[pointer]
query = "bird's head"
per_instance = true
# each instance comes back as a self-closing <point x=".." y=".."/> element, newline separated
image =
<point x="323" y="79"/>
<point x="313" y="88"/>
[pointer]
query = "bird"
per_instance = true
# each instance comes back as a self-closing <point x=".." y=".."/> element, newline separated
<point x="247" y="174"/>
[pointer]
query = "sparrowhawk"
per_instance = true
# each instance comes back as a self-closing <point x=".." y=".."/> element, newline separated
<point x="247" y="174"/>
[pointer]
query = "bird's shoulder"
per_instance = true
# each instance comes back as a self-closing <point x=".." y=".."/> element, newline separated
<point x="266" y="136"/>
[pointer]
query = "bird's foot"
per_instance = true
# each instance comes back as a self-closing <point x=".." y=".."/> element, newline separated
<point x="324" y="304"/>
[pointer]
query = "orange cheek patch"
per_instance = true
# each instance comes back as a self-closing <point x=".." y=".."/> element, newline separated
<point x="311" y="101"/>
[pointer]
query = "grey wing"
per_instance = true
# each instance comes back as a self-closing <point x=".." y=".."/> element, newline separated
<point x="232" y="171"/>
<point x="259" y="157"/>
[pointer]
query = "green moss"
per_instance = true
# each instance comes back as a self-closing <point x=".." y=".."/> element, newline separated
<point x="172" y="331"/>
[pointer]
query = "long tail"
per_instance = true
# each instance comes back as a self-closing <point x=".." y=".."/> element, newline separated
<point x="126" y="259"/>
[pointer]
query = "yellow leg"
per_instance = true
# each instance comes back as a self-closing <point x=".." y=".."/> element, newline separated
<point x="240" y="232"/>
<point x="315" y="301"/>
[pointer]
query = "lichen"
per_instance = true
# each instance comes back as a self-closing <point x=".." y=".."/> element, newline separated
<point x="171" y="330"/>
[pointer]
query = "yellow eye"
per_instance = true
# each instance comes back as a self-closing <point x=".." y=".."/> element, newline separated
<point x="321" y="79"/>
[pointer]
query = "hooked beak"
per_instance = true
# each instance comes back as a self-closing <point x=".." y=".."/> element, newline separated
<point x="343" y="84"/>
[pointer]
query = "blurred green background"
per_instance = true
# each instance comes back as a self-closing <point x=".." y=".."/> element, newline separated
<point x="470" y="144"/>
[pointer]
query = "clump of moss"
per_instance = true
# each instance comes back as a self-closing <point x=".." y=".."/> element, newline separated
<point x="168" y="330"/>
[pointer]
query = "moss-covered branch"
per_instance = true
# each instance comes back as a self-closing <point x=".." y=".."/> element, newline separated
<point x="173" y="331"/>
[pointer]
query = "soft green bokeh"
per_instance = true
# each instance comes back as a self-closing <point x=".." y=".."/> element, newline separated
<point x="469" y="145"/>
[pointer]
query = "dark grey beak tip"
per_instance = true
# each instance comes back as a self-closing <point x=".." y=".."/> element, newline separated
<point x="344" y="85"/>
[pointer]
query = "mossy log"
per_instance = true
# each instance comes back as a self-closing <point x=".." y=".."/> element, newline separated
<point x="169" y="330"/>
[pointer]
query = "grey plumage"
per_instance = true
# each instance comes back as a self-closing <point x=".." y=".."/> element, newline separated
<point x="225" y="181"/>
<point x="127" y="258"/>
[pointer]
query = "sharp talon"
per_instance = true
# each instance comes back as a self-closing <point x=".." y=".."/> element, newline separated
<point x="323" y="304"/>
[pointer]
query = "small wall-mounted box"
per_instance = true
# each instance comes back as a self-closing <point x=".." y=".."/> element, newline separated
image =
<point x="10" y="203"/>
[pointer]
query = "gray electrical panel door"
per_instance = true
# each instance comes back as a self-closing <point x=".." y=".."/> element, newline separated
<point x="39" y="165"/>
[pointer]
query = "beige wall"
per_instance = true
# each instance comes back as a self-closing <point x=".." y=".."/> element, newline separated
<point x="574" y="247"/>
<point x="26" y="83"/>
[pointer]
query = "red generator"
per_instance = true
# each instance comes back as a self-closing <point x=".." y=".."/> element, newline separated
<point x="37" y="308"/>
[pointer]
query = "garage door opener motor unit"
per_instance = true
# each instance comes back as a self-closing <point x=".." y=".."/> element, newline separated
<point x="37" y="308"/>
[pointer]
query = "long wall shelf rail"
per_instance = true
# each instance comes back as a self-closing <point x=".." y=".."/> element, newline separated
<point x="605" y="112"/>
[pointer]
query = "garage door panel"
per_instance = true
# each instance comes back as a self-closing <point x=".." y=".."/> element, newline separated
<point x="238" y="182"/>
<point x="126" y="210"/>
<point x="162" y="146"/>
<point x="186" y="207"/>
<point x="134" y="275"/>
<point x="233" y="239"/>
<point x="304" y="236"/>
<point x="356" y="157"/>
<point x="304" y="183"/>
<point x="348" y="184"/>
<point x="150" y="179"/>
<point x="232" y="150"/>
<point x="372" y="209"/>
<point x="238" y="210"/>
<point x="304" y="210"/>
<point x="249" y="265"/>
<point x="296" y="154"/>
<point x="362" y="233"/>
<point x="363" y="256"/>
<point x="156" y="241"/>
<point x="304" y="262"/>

________

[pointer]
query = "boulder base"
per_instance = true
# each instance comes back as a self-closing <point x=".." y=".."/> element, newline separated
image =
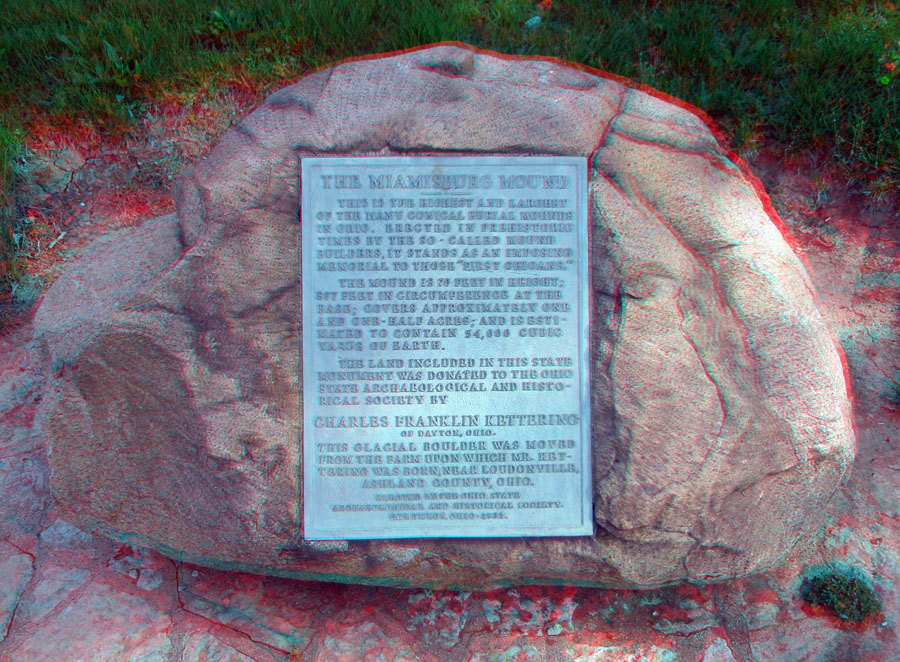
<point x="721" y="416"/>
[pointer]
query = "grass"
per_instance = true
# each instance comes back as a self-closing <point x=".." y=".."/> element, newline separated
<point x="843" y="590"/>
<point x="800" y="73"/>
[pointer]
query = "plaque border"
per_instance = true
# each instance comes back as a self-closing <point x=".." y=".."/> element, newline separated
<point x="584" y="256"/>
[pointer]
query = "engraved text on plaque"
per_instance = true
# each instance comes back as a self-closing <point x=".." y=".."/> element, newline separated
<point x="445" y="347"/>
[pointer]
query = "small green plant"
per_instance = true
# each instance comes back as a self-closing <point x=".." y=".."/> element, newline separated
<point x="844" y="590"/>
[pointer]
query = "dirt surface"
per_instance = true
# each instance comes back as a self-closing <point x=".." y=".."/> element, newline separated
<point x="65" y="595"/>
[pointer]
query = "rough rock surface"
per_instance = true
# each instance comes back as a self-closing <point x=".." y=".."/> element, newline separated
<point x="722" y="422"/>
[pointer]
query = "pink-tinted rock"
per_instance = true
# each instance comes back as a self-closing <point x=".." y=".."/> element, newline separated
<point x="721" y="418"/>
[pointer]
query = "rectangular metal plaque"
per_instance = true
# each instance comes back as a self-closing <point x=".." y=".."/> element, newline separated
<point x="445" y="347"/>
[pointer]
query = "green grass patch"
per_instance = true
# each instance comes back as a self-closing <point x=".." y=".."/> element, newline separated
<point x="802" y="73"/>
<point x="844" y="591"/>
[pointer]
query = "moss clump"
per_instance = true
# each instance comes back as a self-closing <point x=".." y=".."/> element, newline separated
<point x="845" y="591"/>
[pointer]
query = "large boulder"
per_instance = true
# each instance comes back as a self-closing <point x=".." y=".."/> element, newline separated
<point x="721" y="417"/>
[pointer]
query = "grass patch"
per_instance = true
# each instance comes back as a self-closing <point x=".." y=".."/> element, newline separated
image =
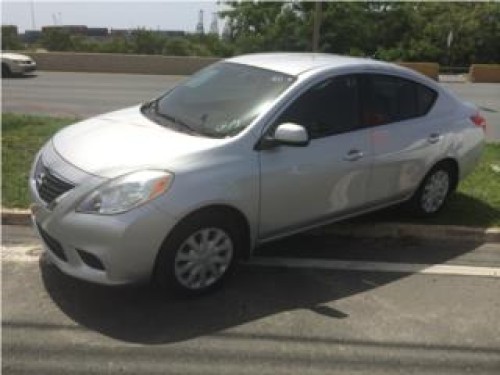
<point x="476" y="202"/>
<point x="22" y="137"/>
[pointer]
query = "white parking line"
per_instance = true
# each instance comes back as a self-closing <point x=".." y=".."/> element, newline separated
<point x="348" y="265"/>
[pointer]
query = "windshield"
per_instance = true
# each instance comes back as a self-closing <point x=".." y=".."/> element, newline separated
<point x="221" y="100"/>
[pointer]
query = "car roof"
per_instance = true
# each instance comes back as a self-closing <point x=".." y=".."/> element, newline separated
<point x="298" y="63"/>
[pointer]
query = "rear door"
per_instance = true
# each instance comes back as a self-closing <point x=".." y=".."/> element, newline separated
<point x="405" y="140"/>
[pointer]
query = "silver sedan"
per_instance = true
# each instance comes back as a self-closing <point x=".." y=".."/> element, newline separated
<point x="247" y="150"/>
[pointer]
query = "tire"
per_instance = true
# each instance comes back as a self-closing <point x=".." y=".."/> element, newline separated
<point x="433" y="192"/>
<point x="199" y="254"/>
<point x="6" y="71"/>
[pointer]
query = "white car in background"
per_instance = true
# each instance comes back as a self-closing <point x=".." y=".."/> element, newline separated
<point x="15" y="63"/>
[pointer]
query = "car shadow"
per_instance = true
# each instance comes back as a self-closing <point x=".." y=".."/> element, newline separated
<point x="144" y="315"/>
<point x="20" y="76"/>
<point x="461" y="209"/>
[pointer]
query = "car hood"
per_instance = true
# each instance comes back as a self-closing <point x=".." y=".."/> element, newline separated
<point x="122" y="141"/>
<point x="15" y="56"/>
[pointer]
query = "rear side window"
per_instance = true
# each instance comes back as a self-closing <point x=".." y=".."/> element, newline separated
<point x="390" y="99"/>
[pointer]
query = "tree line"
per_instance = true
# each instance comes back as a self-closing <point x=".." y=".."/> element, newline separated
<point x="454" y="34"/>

________

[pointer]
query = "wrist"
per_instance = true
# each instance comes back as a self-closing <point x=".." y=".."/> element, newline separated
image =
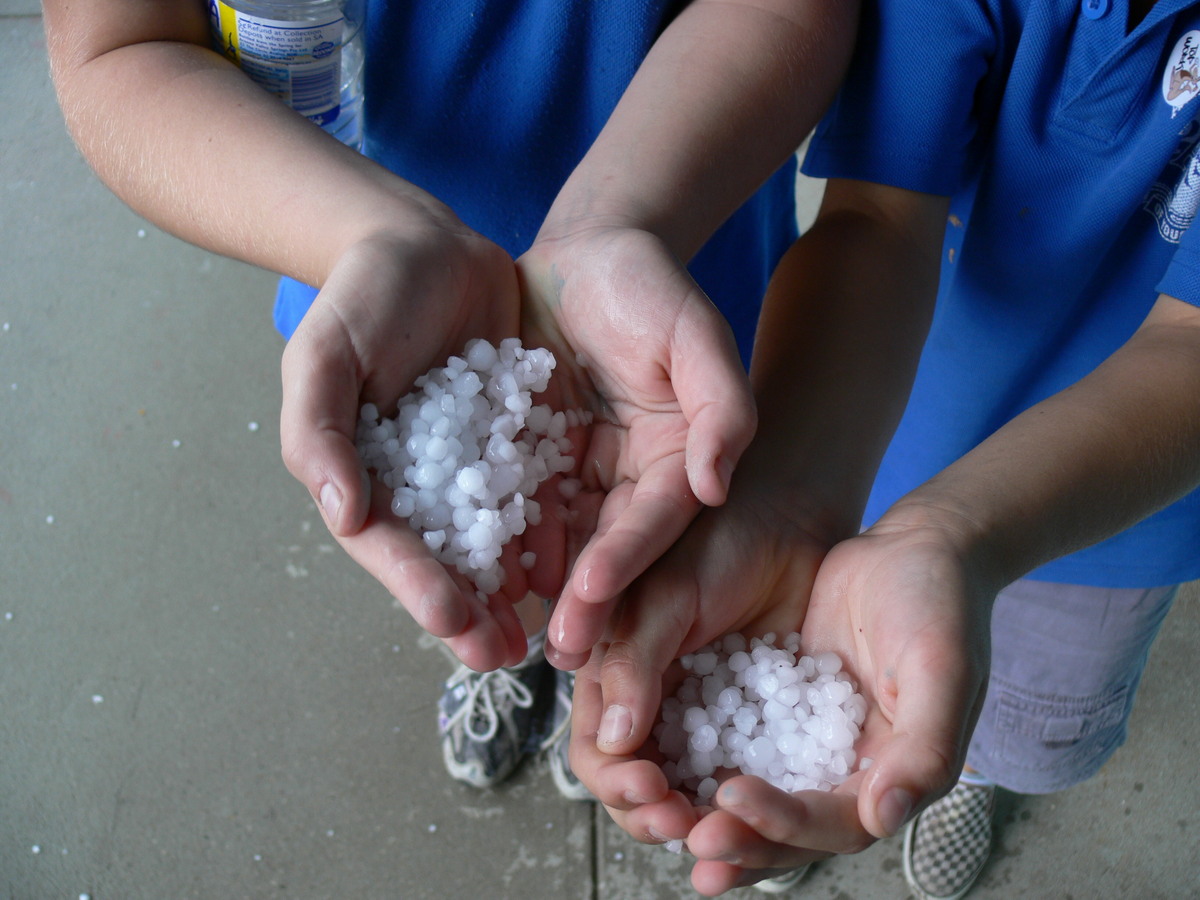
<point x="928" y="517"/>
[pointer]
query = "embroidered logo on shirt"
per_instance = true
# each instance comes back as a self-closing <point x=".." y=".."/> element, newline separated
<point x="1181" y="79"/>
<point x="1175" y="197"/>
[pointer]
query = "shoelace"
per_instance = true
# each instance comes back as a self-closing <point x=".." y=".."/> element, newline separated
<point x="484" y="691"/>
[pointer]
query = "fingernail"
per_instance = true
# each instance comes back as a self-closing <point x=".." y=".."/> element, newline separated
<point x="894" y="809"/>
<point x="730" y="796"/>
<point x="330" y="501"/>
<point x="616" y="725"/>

________

PROMPT → Which lines in the records above contain the word "surface"? Show each of those lines in full.

TASK ANSWER →
query = "dirt surface"
query = "rough rock surface"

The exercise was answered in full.